• Passage to read


    Pelvic Inflammatory Disease (PID)
    PID is an infection of a female’s reproductive organs. It is often caused by an untreated STD infection, such as chlamydia, which moves upwards from the vagina/cervix into the reproductive organs. The proportion of females with untreated chlamydia that develop PID varies significantly between studies, but is estimated to be around 16% (10; 11). Other microorganisms have also been implicated in the pathogenesis of PID (12)

    Some individuals do not experience any symptoms or only show mild symptoms. Symptoms can include lower abdomen pain, fever, abnormal vaginal discharge with an unpleasant odor, pain and/or bleeding during sexual intercourse, painful and frequent urination, and bleeding between periods (13).

    PID is usually diagnosed based on medical history, physical exams, and other test results. Pelvic examinations are used to detect cervical motion, uterine, and/or adnexal tenderness. Inflammation in the lower genital tract can be detected by a predominance of leukocytes (white blood cells) in vaginal secretions, elevated C-reactive protein, and cervical friability (sensitive and irritated cervix tissue). Additional diagnostic tools include endometrial biopsy, transvaginal sonography and MRI (14).

    Treatment of PID is with broad-spectrum antibiotics to cover likely pathogens. However, antibiotics do not heal any tissue damage already caused by PID. It is important for any prescribed medications to be taken properly and completely, and any sexual partners should be treated concurrently (13).

    Infertility in Females
    Untreated PID is associated with an increased risk of infertility, particularly in females with recurrent episodes of PID and severe tubal inflammation (15). However, infertility can also occur in individuals with subclinical PID (16); hence why prompt diagnosis and treatment of chlamydia is very important.

    Ectopic Pregnancy
    Inflammation associated with chlamydia increases the risk of ectopic pregnancy, which is when the fertilized egg implants and grows outside the main cavity of the uterus (17). An ectopic pregnancy cannot proceed as normal and may cause life-threatening bleeding if untreated. Early symptoms can include light vaginal bleeding, pelvic pain, and an urge to have a bowel movement. If the fallopian tube ruptures, heavy internal bleeding occurs causing fainting and shock (18).

    Preterm Delivery
    Chlamydial infections during pregnancy are associated with preterm delivery with studies reporting a 4-fold increased risk for delivery before 32 weeks gestation (19), and 2- to 3-fold increased risk for delivery before 35 weeks (19; 20). Premature births increase the risk of several complications, including problems associated with breathing, the heart and brain, temperature control, digestion and metabolism. Long-term complications of a premature birth can include cerebral palsy, impaired learning, vision and hearing problems and chronic health issues (21).    

    Disease in Newborns
    Untreated chlamydia during pregnancy is associated with a 50-70% risk of passing the infection to the newborn during childbirth. This increases the risk of conjunctivitis (18-44% of cases) and pneumonia (3-16% of cases) (9; 10; 11; 12). Untreated conjunctivitis may last for months and cause corneal and conjunctival scarring (26). Pneumonia is the leading cause of death in the neonatal period (27).

• Dataset extract
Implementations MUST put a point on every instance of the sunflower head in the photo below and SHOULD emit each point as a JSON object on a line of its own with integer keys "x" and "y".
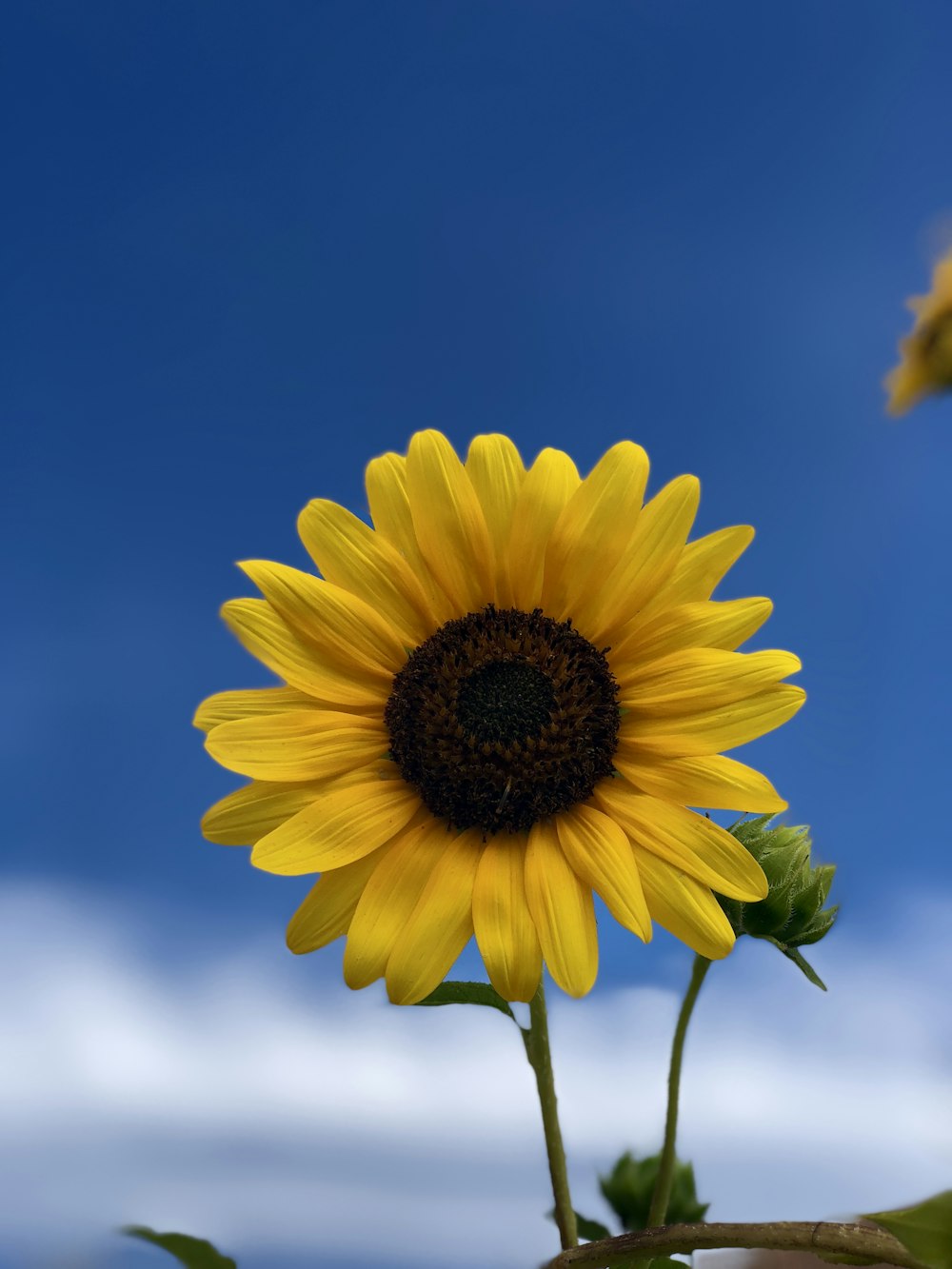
{"x": 925, "y": 353}
{"x": 498, "y": 700}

• Action item
From the text on pelvic inflammatory disease, reproduce the stretch from "Pelvic Inflammatory Disease" through "of PID (12)".

• Response for this exercise
Pelvic Inflammatory Disease (PID)
    PID is an infection of a female’s reproductive organs. It is often caused by an untreated STD infection, such as chlamydia, which moves upwards from the vagina/cervix into the reproductive organs. The proportion of females with untreated chlamydia that develop PID varies significantly between studies, but is estimated to be around 16% (10; 11). Other microorganisms have also been implicated in the pathogenesis of PID (12)